## DATA PROVIDED
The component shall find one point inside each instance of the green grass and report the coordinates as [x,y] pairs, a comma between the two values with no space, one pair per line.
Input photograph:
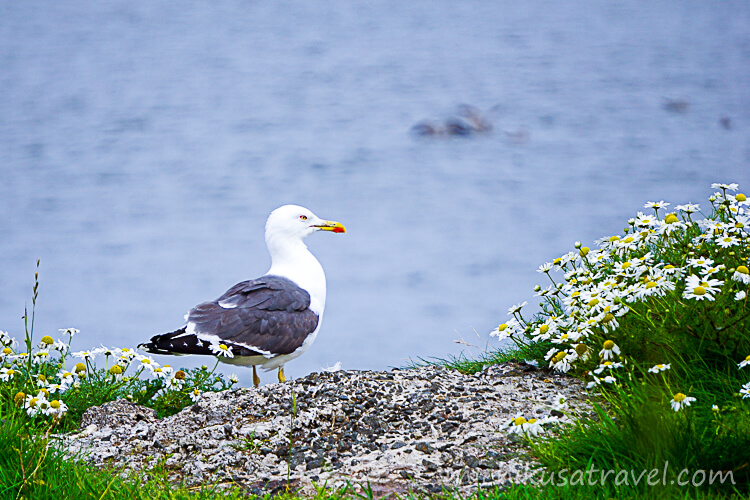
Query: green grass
[631,432]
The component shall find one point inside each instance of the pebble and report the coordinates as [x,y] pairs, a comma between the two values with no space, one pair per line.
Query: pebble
[418,429]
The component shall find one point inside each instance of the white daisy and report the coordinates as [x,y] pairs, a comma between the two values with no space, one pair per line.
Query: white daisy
[701,289]
[545,268]
[69,331]
[609,350]
[7,374]
[516,308]
[56,408]
[689,208]
[560,402]
[679,400]
[607,365]
[742,274]
[195,395]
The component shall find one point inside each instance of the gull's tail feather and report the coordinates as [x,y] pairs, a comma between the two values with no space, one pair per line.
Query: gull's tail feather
[176,342]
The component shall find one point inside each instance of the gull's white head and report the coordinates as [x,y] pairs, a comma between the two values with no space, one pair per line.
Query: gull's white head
[292,222]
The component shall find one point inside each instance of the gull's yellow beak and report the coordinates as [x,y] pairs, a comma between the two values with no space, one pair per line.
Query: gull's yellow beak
[330,225]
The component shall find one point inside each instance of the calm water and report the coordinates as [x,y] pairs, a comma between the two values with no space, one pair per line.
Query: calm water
[142,145]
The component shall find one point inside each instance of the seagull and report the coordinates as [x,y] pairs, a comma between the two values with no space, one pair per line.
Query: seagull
[267,321]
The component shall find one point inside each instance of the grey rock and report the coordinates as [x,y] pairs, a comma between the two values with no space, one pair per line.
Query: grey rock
[414,430]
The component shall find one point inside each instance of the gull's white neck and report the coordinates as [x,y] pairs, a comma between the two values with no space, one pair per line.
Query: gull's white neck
[290,258]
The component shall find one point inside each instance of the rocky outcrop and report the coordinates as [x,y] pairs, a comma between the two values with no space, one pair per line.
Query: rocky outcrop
[404,430]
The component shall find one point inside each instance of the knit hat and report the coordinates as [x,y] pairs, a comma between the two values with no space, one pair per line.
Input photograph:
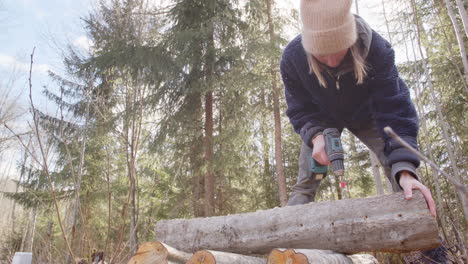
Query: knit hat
[327,26]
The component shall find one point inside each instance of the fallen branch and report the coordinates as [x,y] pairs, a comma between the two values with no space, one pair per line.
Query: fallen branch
[157,252]
[216,257]
[314,256]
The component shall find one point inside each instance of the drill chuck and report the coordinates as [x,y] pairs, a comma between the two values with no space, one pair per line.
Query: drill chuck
[334,150]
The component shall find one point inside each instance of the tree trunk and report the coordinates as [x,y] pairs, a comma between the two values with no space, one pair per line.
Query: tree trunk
[157,252]
[459,35]
[216,257]
[346,226]
[463,15]
[276,112]
[314,256]
[386,22]
[440,115]
[209,177]
[422,117]
[209,64]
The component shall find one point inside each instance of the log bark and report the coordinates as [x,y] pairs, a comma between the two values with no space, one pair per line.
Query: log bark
[314,256]
[216,257]
[381,223]
[157,252]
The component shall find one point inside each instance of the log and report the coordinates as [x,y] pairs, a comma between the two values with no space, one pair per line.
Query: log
[216,257]
[315,256]
[387,223]
[157,252]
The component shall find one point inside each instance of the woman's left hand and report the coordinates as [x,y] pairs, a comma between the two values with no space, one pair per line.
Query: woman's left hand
[409,183]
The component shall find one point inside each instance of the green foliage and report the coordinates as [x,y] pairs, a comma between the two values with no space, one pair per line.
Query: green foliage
[138,99]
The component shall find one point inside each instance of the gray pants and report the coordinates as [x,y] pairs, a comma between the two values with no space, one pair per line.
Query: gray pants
[307,184]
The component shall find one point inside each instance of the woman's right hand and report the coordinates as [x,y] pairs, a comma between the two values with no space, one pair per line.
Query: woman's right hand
[318,151]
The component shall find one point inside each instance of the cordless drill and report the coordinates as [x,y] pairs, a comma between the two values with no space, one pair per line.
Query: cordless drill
[335,154]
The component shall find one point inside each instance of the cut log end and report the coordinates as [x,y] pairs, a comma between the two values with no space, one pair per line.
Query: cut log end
[202,257]
[288,256]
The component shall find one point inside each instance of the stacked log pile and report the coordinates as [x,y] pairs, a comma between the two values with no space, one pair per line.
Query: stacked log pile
[326,232]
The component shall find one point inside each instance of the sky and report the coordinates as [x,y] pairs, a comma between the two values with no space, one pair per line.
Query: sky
[49,25]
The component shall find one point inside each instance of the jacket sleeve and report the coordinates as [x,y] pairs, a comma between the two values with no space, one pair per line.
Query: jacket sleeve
[303,114]
[392,106]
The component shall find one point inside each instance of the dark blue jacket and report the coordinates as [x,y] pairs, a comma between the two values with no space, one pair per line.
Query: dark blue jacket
[383,99]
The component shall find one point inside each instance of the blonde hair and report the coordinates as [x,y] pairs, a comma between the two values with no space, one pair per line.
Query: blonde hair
[358,62]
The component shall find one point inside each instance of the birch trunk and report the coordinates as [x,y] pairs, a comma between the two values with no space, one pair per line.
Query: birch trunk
[434,98]
[209,176]
[422,118]
[463,15]
[459,35]
[276,112]
[77,183]
[440,116]
[348,226]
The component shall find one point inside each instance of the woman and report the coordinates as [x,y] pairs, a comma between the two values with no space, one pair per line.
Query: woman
[339,73]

## GIVEN INSTRUCTION
Transcribe the whole listing, character for character, but not its images.

## TASK RESPONSE
The component shall find one point inside each instance of the green grass and report the coordinates as [x,y] pairs, a comma between the two values with no space, one pair per line.
Input photograph:
Query: green grass
[631,432]
The component shall find one point inside each instance of the pebble and report the coordinates as [x,y] pairs, a comma between the two values with no space, one pair per line.
Query: pebble
[418,429]
The component shall find one point inside each instance of the white daisy and report the coordinates as [x,y] pairs, a comma between the two values with no space, one pair per line.
Query: white daisy
[701,289]
[545,268]
[69,331]
[609,350]
[7,374]
[516,308]
[56,408]
[689,208]
[560,402]
[679,400]
[607,365]
[742,274]
[195,395]
The component shall find one point inside each instance of the gull's tail feather and report the coordinates as [x,y] pairs, a comma between the two values with no space, one pair per line.
Query: gull's tail feather
[176,342]
The component shall find one point inside each instance of the gull's white head and report the coordinates as [x,y] pairs, a comma between the two values with no space, one pair per line.
Query: gull's white head
[292,222]
The component shall find one point inside each instance of the gull's yellow beak and report the coordinates as [x,y] pairs, a comma between the two values with no space, one pair per line.
Query: gull's yellow beak
[330,225]
The component shall find one point inside each instance of the calm water and report the coordinates as [x,y] pairs, a comma between the two values with no space, one pair per line.
Query: calm water
[142,145]
The component shall find one point inside each instance of the seagull and report the coordinates as [x,y] pairs, a comma between the two values with no space, one pair per line.
Query: seagull
[267,321]
The component shall find one point inside each instance of the grey rock and report the coordinates as [x,y] pairs, a comma between the two values with no space, one pair per line.
Query: grey rock
[414,430]
The component shall find one point inside each instance of the gull's white neck and report the coordinates as [x,y] pairs, a comma between the two values with no space, one pair per line.
Query: gull's white neck
[290,258]
The component shall find one point inside each instance of the rocky outcrop and report the coordinates as [x,y] pairs, a comma between the two values with no space, one pair per line.
Query: rocky outcrop
[404,430]
The component shall find one point inside each instance of the knit hat and report the coordinates as [x,y] pairs, a comma between the two values with no space, one pair per line.
Input photograph:
Query: knit hat
[327,26]
The component shall find one point inside each instance of the fallen branch and report the coordinates as [x,y] pairs, a comma between the two values with no space, one pair per line.
Query: fallen branch
[157,252]
[216,257]
[314,256]
The component shall find one point inside each instance of the drill chuck and report the coordinates as [x,y] pairs, a comma between the two values with no space, one pair per line.
Query: drill chuck
[334,150]
The component shall find one point inside each instance of the tree trunk and report the coordinates as [x,y] pairs, a comma between the two values with no space, one pair per line.
Query: tree trunk
[157,252]
[459,35]
[216,257]
[346,226]
[463,15]
[276,112]
[314,256]
[386,22]
[440,115]
[209,177]
[422,117]
[209,64]
The component shall find one point inside each instance of the log bark and report the coordinates as [x,y] pairs, a comma between the two values with no space, one pair per line.
Query: log bark
[314,256]
[216,257]
[381,223]
[157,252]
The component shall find one point inside each instance of the log and report the coordinates as [x,y] pairs, a comma between the two values with no space, one pair per line.
Query: log
[216,257]
[315,256]
[387,223]
[157,252]
The component shall find one point inside each instance of the woman's left hand and report the coordinates as [x,y] pairs, a comma between the two values with no space, one pair per line.
Query: woman's left hand
[409,183]
The component shall find one point inside each instance of the green foliage and report the coordinates as [x,y] pairs, a comma between the two values with no space, one pair per line.
Query: green foliage
[138,99]
The component shall find one point inside each instance of the gray pants and report the coordinates as [x,y] pairs, a comma between the two values with no space, one pair per line.
Query: gray pants
[307,184]
The component shall find one point inside each instance of the woman's right hand and report the coordinates as [x,y] pairs, a comma between the two values with no space, one pair per line.
Query: woman's right hand
[318,151]
The component shall find one point inside each instance of the cordless drill and report the coordinates as [x,y] pairs, a comma between the two values with no space, one pair per line.
Query: cordless drill
[335,154]
The component shall find one point inside each instance of the cut log end and report the coordinates as [x,y] pairs, a comma between the two values with no space, one pair per line.
Query: cut log end
[202,257]
[288,256]
The component shall find one point inside each instance of the stacked log pile and report the coordinates as [x,y] pairs, a comma between the two values with no space, one pair per line.
Query: stacked log pile
[326,232]
The component shall find one point inside each instance of the sky and report the coordinates as [x,y] pairs, a comma between the two values with no space, one pair per line.
Query: sky
[49,25]
The component shall find one point inside each instance of the jacket sleeve and report the coordinates as [x,y] pairs, a comma between the two values with no space, one pair per line.
Query: jacket sleeve
[303,114]
[392,106]
The component shall find one point inside each instance of the dark blue jacket and report the coordinates as [x,y] pairs, a comma between the two values with no space, one pair per line.
Query: dark blue jacket
[383,99]
The component shall find one point inside each instance of the blonde hair and report the coordinates as [x,y] pairs, a comma between the two values with no space, one pair per line.
Query: blonde hair
[358,62]
The component shall find one point inside each instance of the birch trunk and report the coordinates as [x,y] pairs, a comma between the two values with no space, one pair per line.
Query: birch trunk
[434,98]
[209,176]
[422,118]
[463,15]
[459,35]
[276,112]
[77,183]
[440,116]
[348,226]
The component shall find one point inside each instance of the woman and report the coordinates as [x,y] pairs, a comma between the two values with no space, one pair per line.
Query: woman
[339,73]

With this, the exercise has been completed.